(Entries from an annotation dataset)
** Begin **

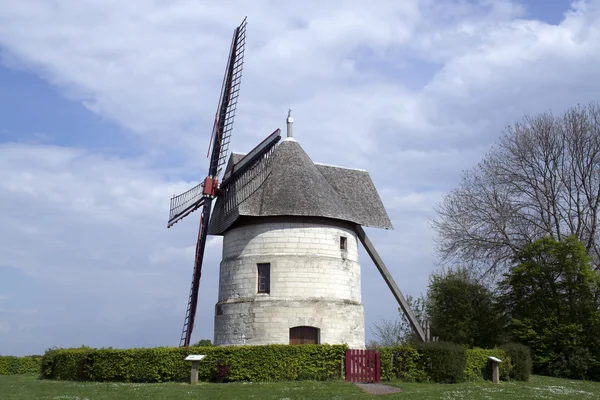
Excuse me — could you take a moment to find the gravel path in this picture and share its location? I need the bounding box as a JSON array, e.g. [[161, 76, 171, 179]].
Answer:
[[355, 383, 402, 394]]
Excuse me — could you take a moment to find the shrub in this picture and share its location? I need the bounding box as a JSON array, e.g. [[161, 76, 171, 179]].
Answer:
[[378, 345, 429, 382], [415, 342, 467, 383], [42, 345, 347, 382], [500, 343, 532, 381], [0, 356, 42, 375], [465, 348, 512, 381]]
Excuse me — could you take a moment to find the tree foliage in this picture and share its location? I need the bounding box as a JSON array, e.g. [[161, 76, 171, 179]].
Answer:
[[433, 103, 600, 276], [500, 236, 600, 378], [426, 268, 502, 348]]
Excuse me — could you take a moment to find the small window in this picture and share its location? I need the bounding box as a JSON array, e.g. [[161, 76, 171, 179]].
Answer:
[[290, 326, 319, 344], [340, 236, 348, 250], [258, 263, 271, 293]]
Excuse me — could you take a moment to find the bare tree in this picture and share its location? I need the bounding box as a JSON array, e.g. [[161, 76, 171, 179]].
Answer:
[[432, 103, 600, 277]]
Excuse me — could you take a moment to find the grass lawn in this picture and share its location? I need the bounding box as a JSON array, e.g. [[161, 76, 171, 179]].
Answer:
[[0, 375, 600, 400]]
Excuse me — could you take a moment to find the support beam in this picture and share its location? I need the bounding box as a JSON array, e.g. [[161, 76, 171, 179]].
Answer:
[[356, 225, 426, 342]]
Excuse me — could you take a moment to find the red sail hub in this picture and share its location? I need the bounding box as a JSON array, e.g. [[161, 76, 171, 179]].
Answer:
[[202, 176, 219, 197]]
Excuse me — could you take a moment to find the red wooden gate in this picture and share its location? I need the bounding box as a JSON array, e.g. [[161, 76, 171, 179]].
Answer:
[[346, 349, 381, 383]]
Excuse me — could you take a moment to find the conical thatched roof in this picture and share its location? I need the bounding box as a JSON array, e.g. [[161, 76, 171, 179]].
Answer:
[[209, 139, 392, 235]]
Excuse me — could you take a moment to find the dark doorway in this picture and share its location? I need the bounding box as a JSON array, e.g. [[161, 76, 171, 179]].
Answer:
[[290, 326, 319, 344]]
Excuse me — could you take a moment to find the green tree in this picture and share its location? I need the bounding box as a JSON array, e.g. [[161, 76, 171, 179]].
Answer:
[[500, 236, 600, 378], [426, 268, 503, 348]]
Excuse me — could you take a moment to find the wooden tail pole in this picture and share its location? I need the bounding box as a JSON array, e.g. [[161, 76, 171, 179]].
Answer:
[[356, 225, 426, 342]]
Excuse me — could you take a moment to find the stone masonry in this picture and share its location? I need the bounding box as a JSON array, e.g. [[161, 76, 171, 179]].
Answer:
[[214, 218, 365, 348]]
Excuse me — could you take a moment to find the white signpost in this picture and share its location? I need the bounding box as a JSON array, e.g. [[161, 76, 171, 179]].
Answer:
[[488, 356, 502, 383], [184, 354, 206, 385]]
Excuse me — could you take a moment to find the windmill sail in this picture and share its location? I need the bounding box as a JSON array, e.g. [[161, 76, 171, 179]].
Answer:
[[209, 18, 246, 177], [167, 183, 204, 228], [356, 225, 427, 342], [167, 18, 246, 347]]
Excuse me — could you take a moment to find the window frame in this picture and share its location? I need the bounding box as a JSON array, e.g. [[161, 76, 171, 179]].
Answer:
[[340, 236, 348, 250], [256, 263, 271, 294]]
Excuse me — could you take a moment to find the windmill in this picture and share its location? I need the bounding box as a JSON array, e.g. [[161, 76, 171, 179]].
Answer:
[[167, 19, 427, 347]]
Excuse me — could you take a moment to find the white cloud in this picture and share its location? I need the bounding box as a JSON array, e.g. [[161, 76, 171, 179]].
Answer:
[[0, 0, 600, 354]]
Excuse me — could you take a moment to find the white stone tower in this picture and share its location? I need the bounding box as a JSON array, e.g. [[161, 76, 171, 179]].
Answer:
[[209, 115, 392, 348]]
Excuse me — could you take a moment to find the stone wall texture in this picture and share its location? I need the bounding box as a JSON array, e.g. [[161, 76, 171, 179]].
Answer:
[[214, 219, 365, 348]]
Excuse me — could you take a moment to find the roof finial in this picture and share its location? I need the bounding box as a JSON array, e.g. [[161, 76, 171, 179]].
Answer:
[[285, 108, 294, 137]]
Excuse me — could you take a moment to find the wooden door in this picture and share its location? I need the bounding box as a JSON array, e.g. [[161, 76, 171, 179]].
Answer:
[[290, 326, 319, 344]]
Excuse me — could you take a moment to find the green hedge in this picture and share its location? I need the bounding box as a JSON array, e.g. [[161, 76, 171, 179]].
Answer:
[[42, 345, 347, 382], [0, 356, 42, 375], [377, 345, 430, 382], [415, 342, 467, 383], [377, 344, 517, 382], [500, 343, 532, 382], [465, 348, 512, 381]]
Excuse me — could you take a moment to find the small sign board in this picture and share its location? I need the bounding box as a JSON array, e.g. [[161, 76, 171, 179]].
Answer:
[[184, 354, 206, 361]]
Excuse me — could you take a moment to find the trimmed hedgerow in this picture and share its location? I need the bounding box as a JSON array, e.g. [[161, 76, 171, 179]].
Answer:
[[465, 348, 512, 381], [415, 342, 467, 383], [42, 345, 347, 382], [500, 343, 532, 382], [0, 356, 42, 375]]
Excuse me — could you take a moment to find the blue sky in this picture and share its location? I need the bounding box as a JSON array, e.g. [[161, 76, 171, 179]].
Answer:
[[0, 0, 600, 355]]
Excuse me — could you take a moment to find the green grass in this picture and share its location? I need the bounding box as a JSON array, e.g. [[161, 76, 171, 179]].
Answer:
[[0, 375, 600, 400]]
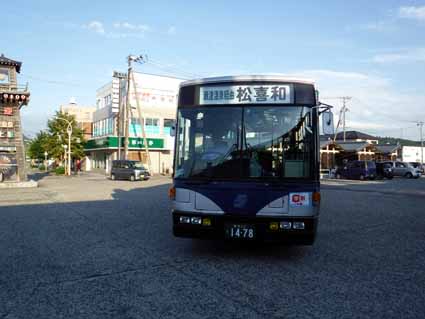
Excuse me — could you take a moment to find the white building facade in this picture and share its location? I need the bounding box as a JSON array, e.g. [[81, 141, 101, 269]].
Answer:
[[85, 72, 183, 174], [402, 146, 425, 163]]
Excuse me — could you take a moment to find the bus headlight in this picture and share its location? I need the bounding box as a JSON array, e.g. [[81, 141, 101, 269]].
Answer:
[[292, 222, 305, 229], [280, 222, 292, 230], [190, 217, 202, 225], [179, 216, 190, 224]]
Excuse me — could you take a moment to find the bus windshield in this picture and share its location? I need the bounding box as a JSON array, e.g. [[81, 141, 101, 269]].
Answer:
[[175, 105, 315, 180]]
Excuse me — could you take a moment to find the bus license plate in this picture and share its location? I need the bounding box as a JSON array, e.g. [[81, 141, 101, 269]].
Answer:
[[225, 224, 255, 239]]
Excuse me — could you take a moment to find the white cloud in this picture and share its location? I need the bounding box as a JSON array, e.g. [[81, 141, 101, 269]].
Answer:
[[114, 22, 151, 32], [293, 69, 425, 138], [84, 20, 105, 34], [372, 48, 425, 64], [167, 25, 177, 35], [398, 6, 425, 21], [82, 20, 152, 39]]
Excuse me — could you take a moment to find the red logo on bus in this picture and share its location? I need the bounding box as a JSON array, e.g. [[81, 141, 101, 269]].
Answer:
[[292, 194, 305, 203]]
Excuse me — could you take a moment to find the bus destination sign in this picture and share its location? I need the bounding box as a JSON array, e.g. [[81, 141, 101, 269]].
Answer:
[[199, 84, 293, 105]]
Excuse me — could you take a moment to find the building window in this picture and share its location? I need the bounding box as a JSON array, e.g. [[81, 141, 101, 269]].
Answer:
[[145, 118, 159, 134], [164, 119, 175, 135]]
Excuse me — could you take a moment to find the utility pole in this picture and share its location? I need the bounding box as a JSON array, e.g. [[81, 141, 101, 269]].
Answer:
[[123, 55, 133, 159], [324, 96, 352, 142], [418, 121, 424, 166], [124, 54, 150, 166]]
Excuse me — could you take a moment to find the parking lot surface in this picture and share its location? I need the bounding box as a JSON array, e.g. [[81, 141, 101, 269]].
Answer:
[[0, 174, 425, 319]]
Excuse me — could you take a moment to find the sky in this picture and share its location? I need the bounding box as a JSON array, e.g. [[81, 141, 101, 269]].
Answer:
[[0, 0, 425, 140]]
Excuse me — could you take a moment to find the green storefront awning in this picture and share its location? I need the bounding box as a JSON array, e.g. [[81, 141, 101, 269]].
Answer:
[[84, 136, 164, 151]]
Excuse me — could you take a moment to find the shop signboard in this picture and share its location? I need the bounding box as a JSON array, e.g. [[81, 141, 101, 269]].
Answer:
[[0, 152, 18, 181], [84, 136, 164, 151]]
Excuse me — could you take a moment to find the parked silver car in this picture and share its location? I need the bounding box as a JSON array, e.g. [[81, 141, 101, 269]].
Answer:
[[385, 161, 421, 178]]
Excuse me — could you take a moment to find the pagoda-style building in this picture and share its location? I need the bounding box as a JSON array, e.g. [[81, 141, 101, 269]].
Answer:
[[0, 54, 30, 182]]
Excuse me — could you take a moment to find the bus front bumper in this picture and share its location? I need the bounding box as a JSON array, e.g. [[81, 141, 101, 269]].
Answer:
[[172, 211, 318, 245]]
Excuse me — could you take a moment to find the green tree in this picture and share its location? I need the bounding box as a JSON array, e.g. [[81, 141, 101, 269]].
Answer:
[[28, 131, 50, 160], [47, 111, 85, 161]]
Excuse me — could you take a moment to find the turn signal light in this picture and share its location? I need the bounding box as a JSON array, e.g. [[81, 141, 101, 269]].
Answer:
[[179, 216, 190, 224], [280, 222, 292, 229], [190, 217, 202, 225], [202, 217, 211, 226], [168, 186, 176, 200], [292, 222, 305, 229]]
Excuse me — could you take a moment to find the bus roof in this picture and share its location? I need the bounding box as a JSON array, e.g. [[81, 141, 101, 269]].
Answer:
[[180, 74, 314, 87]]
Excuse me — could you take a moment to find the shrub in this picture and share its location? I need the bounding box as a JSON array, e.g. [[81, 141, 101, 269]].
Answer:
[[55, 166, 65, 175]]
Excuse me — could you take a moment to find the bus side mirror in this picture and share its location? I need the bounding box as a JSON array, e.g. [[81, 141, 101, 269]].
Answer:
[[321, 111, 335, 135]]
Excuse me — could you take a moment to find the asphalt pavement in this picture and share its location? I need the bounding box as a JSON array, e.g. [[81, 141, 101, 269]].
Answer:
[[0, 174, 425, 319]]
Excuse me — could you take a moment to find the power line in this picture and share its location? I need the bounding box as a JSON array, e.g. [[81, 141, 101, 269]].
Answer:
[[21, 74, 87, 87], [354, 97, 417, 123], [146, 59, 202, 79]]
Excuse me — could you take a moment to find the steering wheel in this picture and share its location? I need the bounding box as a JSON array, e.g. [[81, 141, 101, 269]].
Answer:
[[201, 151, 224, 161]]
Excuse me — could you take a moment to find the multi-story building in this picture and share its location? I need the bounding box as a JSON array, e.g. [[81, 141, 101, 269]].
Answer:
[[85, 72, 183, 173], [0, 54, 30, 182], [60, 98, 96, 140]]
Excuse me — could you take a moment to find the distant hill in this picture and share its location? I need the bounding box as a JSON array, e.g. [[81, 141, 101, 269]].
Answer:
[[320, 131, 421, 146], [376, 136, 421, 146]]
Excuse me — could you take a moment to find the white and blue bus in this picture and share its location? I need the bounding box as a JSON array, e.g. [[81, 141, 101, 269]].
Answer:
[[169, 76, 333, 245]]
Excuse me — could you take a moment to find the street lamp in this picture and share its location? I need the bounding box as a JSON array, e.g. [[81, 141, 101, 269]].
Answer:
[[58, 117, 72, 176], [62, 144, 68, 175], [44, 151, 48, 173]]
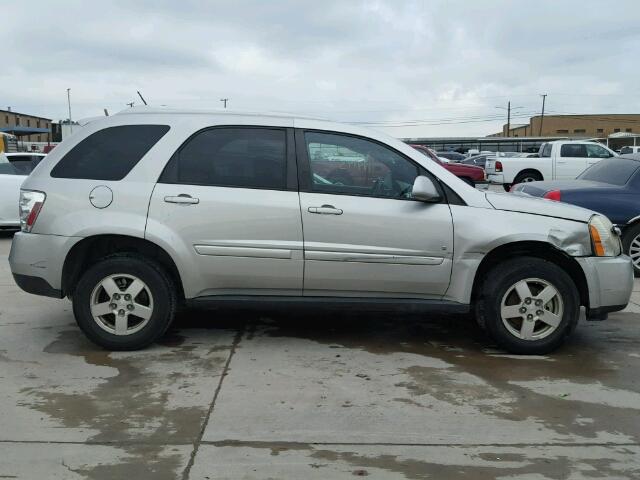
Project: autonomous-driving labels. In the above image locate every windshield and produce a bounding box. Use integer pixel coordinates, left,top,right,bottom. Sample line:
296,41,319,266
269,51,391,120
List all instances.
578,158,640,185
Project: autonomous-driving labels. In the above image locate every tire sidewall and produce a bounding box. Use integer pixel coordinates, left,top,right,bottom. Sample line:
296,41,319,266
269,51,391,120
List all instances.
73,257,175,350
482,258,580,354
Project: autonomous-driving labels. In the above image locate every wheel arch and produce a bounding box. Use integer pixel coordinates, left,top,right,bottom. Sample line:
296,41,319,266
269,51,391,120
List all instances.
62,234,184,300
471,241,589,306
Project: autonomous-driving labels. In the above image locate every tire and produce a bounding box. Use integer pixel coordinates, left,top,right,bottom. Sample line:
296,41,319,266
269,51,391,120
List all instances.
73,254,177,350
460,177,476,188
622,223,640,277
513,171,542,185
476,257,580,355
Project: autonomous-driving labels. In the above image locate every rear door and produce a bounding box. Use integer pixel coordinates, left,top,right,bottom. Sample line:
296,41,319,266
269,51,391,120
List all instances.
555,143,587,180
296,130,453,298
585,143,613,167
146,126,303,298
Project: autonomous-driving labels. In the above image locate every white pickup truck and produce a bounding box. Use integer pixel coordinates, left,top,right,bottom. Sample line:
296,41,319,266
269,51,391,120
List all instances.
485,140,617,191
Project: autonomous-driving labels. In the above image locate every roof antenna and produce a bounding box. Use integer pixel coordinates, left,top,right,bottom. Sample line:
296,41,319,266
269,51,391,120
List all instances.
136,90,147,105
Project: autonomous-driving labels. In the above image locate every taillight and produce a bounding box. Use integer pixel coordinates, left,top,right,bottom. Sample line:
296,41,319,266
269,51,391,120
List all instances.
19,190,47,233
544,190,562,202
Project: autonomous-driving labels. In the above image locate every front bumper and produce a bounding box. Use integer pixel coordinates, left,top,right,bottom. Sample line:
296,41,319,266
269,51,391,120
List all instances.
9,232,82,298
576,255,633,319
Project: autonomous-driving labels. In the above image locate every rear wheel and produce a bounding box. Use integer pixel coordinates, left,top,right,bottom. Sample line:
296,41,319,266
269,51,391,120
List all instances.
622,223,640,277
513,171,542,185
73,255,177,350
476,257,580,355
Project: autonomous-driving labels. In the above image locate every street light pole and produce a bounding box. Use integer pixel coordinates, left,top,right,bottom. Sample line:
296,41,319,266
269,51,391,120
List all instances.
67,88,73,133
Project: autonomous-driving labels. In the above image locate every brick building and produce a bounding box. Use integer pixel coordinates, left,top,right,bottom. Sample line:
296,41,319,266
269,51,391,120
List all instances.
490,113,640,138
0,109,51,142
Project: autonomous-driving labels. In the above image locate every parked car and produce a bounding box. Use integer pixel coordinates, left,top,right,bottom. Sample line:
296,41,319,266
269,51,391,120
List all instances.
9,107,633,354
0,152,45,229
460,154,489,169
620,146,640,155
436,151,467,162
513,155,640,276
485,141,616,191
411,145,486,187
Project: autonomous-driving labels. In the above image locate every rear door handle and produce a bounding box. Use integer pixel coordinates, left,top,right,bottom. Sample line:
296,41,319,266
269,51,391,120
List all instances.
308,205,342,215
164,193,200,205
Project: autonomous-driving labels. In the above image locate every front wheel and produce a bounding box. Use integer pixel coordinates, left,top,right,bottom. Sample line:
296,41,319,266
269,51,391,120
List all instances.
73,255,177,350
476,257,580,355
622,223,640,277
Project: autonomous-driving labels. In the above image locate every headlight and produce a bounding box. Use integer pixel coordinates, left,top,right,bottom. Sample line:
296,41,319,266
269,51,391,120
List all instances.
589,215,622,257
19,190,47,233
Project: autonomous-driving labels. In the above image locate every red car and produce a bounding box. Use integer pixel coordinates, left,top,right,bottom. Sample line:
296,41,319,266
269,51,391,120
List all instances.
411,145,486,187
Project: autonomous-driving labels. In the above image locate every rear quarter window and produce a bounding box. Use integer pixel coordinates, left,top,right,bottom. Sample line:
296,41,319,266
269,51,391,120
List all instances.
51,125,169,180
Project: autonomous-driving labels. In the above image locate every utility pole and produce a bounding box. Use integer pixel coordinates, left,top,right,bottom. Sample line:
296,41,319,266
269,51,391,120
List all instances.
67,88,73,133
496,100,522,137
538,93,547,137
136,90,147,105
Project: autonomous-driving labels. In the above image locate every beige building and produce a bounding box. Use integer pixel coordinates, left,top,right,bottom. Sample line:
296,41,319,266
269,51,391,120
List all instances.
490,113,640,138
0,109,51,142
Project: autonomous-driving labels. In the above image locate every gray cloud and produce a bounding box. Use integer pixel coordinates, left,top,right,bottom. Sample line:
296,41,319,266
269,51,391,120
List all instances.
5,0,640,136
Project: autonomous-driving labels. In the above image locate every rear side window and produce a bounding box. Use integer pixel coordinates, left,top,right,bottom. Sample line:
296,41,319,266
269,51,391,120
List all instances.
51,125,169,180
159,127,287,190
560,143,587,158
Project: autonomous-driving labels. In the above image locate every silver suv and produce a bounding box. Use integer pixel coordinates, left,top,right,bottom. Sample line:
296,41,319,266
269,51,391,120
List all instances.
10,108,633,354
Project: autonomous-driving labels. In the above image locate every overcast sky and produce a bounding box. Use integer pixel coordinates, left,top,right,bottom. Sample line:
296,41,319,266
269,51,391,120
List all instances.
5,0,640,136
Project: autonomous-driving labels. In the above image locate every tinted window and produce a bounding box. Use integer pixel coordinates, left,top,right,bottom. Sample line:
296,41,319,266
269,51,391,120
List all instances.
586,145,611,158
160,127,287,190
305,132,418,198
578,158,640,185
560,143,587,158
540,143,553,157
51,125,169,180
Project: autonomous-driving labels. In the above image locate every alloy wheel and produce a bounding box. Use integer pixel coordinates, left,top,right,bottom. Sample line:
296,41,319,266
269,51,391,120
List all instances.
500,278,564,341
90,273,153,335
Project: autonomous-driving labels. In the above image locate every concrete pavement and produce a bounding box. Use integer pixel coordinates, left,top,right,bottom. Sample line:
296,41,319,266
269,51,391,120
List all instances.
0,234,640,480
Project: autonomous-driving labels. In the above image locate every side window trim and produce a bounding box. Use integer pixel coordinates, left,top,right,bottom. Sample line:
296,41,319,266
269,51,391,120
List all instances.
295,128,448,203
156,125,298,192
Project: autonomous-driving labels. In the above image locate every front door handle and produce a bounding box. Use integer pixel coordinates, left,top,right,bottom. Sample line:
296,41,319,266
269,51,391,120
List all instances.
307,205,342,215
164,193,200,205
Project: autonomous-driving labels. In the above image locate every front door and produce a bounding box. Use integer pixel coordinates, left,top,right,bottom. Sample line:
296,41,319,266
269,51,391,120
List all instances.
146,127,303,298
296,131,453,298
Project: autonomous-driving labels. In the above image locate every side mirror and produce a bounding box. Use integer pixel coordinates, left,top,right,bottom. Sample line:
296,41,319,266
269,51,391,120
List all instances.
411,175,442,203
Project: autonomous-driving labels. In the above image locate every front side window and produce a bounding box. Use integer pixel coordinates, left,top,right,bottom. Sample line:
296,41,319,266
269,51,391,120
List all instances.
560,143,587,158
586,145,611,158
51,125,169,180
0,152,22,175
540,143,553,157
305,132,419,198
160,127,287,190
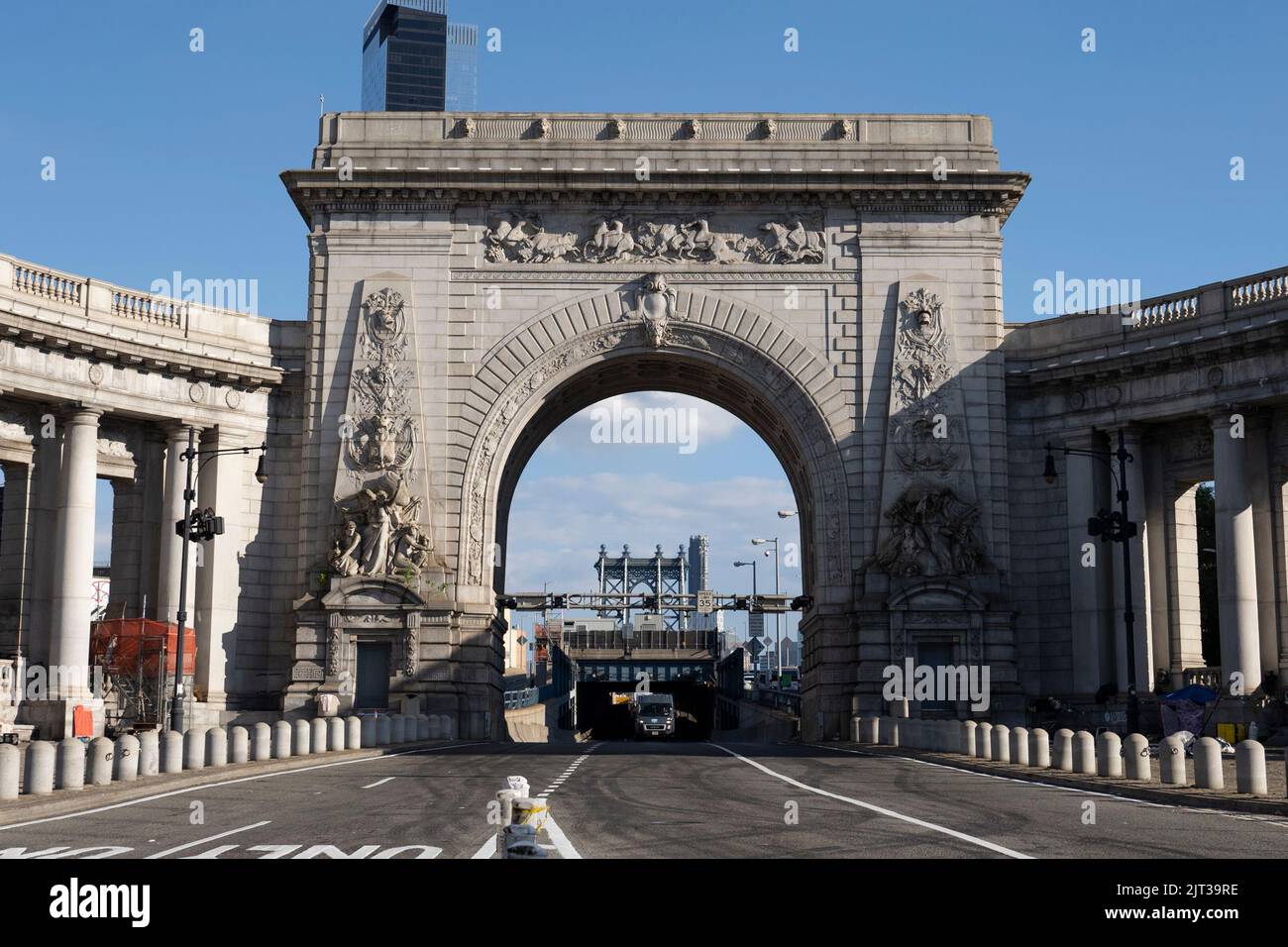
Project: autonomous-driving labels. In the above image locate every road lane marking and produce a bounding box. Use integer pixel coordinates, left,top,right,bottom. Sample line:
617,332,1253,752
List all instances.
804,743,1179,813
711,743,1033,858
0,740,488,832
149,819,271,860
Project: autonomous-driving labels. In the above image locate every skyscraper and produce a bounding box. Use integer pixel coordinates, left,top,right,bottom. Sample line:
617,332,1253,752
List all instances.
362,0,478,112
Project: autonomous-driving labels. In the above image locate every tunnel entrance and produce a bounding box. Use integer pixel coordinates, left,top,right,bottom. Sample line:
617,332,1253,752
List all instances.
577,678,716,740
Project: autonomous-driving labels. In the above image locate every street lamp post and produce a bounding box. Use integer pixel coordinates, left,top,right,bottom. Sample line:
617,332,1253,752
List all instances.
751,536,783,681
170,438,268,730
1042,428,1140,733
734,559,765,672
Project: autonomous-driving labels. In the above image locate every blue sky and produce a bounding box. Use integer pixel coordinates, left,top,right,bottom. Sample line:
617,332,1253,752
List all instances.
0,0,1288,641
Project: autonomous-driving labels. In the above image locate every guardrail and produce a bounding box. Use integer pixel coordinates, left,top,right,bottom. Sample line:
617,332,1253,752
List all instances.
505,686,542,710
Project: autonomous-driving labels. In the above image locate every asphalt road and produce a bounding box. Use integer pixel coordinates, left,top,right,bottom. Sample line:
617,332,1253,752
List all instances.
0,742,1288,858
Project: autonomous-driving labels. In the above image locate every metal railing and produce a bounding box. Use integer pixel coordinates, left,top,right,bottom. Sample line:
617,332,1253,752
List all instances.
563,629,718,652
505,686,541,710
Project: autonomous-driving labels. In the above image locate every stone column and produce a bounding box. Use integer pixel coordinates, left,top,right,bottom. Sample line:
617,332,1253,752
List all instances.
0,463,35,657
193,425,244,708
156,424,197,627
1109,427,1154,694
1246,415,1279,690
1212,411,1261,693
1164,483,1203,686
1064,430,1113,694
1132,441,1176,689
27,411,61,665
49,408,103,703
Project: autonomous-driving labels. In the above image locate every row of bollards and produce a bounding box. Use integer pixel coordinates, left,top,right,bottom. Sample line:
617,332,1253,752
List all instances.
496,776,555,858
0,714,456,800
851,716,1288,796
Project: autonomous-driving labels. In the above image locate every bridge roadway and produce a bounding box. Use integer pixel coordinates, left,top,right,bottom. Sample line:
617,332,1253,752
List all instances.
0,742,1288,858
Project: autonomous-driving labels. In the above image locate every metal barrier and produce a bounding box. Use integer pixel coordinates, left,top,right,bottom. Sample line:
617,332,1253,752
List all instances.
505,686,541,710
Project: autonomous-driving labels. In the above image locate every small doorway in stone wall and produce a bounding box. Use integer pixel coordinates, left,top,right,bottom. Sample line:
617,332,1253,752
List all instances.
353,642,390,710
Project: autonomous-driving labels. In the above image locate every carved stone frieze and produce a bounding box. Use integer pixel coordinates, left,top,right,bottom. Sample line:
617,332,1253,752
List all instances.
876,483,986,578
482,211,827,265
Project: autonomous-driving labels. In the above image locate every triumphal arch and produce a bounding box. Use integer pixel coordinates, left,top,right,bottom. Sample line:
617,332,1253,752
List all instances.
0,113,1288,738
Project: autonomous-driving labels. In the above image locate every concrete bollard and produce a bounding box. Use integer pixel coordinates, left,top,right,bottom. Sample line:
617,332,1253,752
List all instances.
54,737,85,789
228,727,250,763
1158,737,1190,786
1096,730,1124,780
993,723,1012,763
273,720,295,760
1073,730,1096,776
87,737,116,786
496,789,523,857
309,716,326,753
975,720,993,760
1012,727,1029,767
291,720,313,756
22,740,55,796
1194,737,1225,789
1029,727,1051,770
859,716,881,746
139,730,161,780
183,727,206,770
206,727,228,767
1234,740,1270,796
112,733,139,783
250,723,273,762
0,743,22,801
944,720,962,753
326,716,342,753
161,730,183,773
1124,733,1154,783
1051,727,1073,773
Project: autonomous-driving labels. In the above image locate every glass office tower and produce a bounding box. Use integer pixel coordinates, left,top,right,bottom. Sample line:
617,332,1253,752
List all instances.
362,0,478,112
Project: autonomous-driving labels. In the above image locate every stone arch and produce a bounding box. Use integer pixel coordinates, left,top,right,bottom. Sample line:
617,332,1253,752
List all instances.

** End **

- _Problem_:
Starting with the line that contains "find the pagoda-style" and going on through the line that contains "[[172, 211, 318, 245]]", give those lines of the material again with "bus front bumper" changed to "bus rear bumper" and everything else unchanged.

- _Worked solution_:
Excuse me — could you take a moment to find the pagoda-style building in this picture and share its location? I need the bounding box as a JSON array, e.g. [[81, 141, 101, 269]].
Answer:
[[0, 54, 30, 182]]
Excuse me — could you take a moment to find the bus rear bumper in this picture and share its location? I need the bounding box as a JSON array, e.g. [[81, 141, 101, 269]].
Answer:
[[172, 211, 318, 245]]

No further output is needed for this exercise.